▶ _Task details_
Tally the lines of the listing that contain the string "railing". Give the number and nothing else.

━━ Information supplied ━━

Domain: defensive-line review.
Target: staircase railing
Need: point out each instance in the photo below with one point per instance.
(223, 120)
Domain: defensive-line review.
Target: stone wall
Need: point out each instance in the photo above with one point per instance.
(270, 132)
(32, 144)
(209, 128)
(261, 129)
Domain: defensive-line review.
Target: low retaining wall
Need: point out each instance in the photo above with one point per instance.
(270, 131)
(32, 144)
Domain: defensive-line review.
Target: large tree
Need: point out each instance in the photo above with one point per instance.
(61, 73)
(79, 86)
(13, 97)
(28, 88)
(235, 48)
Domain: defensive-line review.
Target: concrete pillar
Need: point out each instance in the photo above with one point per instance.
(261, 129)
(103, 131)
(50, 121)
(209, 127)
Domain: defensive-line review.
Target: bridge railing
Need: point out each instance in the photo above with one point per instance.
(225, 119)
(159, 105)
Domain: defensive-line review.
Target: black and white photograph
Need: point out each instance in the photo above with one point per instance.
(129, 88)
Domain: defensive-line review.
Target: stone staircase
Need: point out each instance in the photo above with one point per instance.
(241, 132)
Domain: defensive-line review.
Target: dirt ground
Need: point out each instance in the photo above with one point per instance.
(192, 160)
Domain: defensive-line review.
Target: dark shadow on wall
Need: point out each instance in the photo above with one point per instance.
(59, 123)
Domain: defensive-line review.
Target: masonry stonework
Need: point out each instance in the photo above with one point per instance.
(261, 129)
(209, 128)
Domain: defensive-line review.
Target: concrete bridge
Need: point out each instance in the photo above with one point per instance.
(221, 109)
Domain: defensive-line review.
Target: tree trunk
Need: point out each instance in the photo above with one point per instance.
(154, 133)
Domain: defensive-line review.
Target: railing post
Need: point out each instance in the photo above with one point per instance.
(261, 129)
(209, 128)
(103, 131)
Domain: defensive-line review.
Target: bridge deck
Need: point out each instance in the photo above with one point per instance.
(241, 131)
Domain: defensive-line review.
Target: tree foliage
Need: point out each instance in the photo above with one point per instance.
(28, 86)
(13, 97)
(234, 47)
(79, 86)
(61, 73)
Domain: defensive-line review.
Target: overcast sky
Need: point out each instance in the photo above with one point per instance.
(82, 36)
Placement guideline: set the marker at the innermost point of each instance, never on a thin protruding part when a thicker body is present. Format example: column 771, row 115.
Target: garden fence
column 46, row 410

━━━

▶ _Response to the exercise_
3